What the exercise asks:
Lines in the records below that contain the word "deck" must each be copied.

Start of Supplied material

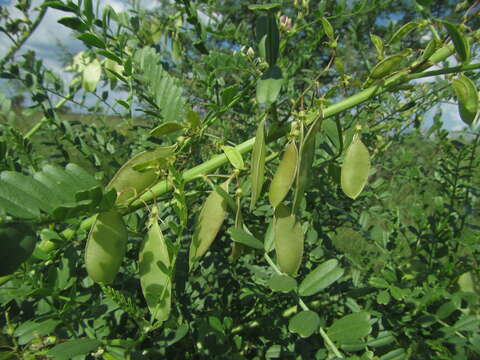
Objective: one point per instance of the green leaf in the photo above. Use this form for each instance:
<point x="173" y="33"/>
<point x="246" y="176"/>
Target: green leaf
<point x="93" y="40"/>
<point x="234" y="156"/>
<point x="397" y="354"/>
<point x="378" y="43"/>
<point x="304" y="323"/>
<point x="72" y="348"/>
<point x="88" y="10"/>
<point x="383" y="338"/>
<point x="387" y="66"/>
<point x="460" y="41"/>
<point x="350" y="328"/>
<point x="378" y="282"/>
<point x="258" y="164"/>
<point x="282" y="283"/>
<point x="129" y="182"/>
<point x="327" y="28"/>
<point x="241" y="236"/>
<point x="166" y="128"/>
<point x="70" y="7"/>
<point x="73" y="23"/>
<point x="29" y="330"/>
<point x="17" y="203"/>
<point x="37" y="192"/>
<point x="269" y="85"/>
<point x="321" y="277"/>
<point x="272" y="6"/>
<point x="91" y="76"/>
<point x="82" y="178"/>
<point x="163" y="88"/>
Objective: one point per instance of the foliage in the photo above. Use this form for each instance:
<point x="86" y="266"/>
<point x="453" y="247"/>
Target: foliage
<point x="327" y="265"/>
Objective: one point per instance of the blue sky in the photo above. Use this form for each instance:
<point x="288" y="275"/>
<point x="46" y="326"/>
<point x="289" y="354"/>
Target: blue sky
<point x="46" y="39"/>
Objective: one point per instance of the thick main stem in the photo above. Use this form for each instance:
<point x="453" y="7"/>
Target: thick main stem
<point x="217" y="161"/>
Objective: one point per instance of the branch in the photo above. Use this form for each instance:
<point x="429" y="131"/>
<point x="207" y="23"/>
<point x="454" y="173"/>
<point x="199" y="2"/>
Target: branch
<point x="24" y="38"/>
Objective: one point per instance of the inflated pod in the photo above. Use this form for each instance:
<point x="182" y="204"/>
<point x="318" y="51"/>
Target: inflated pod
<point x="17" y="242"/>
<point x="467" y="96"/>
<point x="284" y="176"/>
<point x="106" y="246"/>
<point x="288" y="238"/>
<point x="208" y="224"/>
<point x="355" y="168"/>
<point x="154" y="268"/>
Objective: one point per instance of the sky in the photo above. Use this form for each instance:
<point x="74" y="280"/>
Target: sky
<point x="46" y="39"/>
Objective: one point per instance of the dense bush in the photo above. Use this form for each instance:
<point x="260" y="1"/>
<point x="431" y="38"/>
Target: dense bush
<point x="205" y="115"/>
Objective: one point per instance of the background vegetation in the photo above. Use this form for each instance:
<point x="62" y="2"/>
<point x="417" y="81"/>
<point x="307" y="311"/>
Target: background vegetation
<point x="406" y="250"/>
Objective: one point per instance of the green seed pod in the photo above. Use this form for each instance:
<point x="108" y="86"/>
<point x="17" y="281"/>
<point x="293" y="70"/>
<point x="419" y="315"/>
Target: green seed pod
<point x="467" y="96"/>
<point x="285" y="175"/>
<point x="106" y="246"/>
<point x="131" y="180"/>
<point x="288" y="237"/>
<point x="208" y="224"/>
<point x="17" y="242"/>
<point x="154" y="268"/>
<point x="460" y="41"/>
<point x="355" y="168"/>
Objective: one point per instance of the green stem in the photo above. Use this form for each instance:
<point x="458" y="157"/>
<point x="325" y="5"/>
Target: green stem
<point x="44" y="119"/>
<point x="217" y="161"/>
<point x="23" y="39"/>
<point x="444" y="71"/>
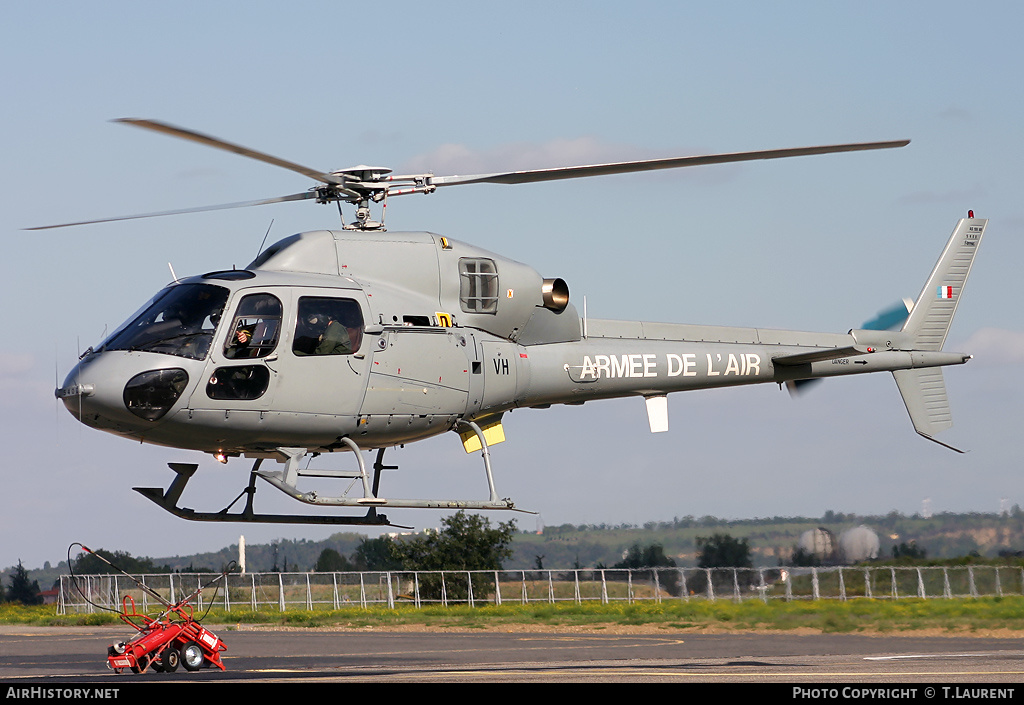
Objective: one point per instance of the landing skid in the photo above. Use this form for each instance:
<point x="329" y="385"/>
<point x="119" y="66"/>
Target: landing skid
<point x="168" y="500"/>
<point x="286" y="482"/>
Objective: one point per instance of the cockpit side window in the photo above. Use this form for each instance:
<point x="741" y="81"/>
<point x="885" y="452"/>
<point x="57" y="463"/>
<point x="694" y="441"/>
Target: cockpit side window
<point x="255" y="329"/>
<point x="478" y="285"/>
<point x="328" y="326"/>
<point x="179" y="321"/>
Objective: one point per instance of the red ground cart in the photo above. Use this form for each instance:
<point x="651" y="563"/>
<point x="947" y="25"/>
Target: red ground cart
<point x="174" y="637"/>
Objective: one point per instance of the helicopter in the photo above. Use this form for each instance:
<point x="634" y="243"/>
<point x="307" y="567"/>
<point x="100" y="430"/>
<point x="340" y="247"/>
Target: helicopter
<point x="361" y="339"/>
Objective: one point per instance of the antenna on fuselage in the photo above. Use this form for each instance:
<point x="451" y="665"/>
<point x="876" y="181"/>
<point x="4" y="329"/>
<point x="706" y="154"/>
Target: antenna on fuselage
<point x="264" y="240"/>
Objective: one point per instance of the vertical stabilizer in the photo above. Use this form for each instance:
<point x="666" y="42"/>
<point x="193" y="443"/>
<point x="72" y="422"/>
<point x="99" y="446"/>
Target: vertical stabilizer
<point x="924" y="392"/>
<point x="933" y="313"/>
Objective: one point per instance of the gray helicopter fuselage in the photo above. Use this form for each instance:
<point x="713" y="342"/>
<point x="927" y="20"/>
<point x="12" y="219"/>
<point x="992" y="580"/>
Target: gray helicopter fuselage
<point x="387" y="338"/>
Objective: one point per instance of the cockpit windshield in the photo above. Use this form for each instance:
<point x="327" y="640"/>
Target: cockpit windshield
<point x="180" y="321"/>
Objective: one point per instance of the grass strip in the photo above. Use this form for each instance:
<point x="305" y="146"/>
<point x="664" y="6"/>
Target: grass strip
<point x="856" y="616"/>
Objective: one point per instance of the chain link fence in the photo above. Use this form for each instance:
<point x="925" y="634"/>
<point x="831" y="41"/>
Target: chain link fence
<point x="255" y="591"/>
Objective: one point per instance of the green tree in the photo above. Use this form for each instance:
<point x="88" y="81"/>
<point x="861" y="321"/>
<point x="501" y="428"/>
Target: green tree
<point x="22" y="589"/>
<point x="721" y="550"/>
<point x="652" y="556"/>
<point x="466" y="542"/>
<point x="378" y="554"/>
<point x="331" y="561"/>
<point x="909" y="550"/>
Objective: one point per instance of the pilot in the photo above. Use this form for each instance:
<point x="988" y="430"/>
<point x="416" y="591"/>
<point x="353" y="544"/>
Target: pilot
<point x="335" y="339"/>
<point x="239" y="347"/>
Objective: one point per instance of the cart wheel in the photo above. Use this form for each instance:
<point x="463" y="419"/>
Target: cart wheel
<point x="169" y="660"/>
<point x="192" y="656"/>
<point x="140" y="664"/>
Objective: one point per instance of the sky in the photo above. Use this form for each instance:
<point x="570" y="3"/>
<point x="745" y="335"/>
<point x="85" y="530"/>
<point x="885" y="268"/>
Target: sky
<point x="817" y="243"/>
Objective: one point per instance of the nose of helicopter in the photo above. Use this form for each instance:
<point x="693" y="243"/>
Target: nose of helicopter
<point x="124" y="392"/>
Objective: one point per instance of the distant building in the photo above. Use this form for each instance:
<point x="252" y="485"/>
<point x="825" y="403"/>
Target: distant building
<point x="859" y="543"/>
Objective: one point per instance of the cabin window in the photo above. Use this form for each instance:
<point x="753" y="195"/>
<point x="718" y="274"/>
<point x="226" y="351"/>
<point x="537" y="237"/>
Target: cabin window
<point x="179" y="321"/>
<point x="478" y="287"/>
<point x="256" y="327"/>
<point x="246" y="382"/>
<point x="328" y="326"/>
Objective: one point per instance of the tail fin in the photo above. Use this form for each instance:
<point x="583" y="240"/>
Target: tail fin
<point x="933" y="313"/>
<point x="924" y="389"/>
<point x="924" y="392"/>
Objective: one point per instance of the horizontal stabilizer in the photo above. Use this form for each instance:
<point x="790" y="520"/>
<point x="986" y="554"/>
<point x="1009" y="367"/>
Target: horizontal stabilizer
<point x="821" y="356"/>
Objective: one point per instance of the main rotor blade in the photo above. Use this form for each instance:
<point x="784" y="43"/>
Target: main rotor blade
<point x="244" y="204"/>
<point x="652" y="164"/>
<point x="192" y="135"/>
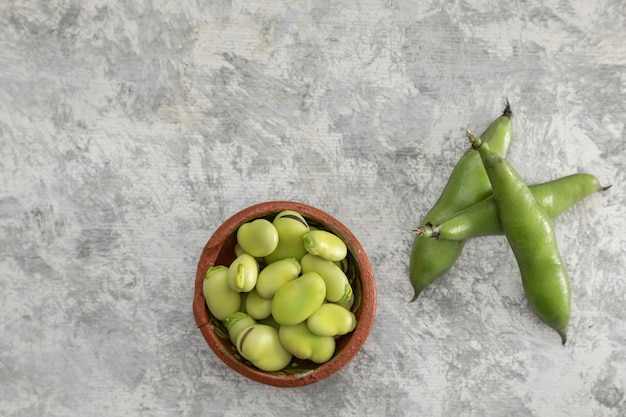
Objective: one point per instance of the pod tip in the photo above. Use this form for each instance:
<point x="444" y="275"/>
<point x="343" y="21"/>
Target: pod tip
<point x="507" y="109"/>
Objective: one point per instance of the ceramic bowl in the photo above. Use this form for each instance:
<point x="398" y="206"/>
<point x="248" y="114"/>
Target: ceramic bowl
<point x="219" y="250"/>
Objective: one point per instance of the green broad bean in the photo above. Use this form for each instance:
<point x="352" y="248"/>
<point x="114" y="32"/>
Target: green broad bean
<point x="291" y="226"/>
<point x="258" y="237"/>
<point x="531" y="237"/>
<point x="237" y="323"/>
<point x="276" y="274"/>
<point x="243" y="273"/>
<point x="220" y="299"/>
<point x="331" y="320"/>
<point x="296" y="300"/>
<point x="258" y="307"/>
<point x="261" y="345"/>
<point x="338" y="287"/>
<point x="482" y="219"/>
<point x="301" y="343"/>
<point x="325" y="245"/>
<point x="348" y="303"/>
<point x="270" y="322"/>
<point x="468" y="184"/>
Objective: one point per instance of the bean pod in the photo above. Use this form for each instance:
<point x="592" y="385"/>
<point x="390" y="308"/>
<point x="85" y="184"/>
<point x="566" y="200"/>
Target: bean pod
<point x="531" y="237"/>
<point x="468" y="184"/>
<point x="482" y="219"/>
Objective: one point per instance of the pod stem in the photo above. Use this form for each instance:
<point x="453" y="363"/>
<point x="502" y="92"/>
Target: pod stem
<point x="507" y="110"/>
<point x="428" y="230"/>
<point x="476" y="141"/>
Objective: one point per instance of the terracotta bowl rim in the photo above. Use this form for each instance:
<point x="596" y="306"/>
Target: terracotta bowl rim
<point x="204" y="320"/>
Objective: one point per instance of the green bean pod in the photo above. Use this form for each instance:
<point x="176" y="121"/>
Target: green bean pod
<point x="468" y="184"/>
<point x="482" y="219"/>
<point x="220" y="299"/>
<point x="530" y="234"/>
<point x="338" y="287"/>
<point x="261" y="345"/>
<point x="301" y="343"/>
<point x="291" y="226"/>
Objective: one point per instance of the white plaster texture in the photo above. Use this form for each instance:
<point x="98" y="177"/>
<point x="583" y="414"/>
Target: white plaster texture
<point x="129" y="130"/>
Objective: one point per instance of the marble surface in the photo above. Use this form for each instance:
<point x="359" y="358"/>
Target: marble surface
<point x="129" y="130"/>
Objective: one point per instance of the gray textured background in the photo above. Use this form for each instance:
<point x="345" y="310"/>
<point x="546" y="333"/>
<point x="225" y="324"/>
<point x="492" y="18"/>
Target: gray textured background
<point x="130" y="129"/>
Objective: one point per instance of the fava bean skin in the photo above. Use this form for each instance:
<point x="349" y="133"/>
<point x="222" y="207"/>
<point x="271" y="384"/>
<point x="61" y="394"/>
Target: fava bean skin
<point x="338" y="288"/>
<point x="482" y="219"/>
<point x="291" y="226"/>
<point x="243" y="273"/>
<point x="258" y="307"/>
<point x="236" y="323"/>
<point x="296" y="300"/>
<point x="276" y="274"/>
<point x="325" y="245"/>
<point x="258" y="237"/>
<point x="531" y="237"/>
<point x="301" y="343"/>
<point x="220" y="299"/>
<point x="468" y="184"/>
<point x="331" y="320"/>
<point x="261" y="345"/>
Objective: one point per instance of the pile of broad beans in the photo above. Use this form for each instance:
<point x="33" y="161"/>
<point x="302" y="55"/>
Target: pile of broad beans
<point x="485" y="195"/>
<point x="285" y="295"/>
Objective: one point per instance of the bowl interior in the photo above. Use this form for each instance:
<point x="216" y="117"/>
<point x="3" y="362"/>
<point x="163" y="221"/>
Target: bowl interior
<point x="220" y="250"/>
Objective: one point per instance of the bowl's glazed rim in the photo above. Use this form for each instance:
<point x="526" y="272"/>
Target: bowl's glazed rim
<point x="204" y="320"/>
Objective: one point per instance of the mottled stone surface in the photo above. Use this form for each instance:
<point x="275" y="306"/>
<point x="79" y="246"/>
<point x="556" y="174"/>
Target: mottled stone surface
<point x="130" y="129"/>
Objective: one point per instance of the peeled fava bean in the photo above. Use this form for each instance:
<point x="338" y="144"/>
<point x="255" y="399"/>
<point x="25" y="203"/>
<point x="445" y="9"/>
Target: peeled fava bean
<point x="261" y="345"/>
<point x="303" y="344"/>
<point x="291" y="226"/>
<point x="325" y="245"/>
<point x="276" y="274"/>
<point x="296" y="300"/>
<point x="331" y="320"/>
<point x="243" y="273"/>
<point x="220" y="299"/>
<point x="236" y="323"/>
<point x="257" y="237"/>
<point x="258" y="307"/>
<point x="338" y="287"/>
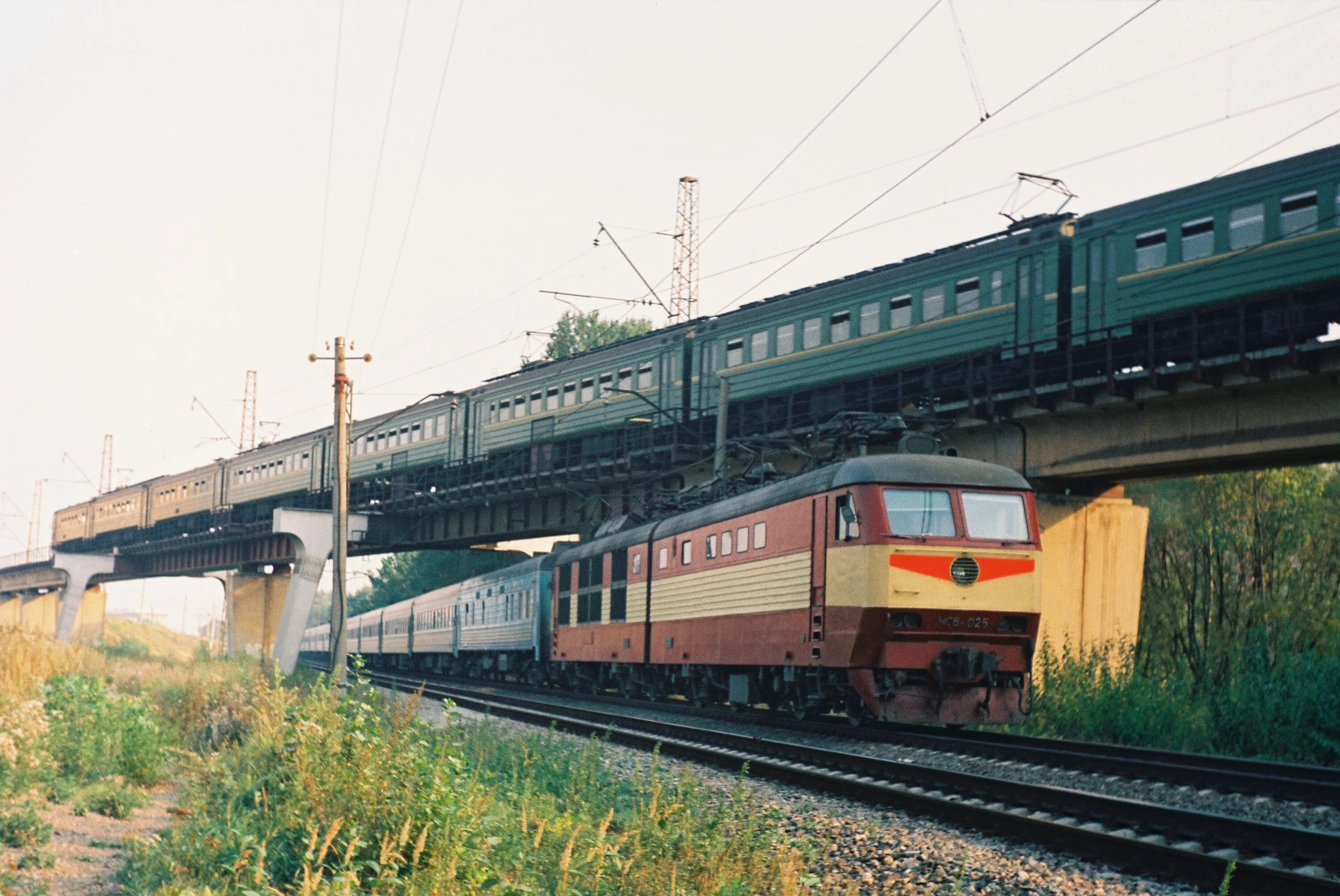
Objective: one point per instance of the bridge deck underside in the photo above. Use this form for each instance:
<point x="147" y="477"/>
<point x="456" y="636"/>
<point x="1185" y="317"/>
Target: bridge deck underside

End of Supplied material

Answer to this exercise:
Objective: one point per instance of the bridge deck underside in the photo above. Use this form for each instance:
Target: bridge deck underside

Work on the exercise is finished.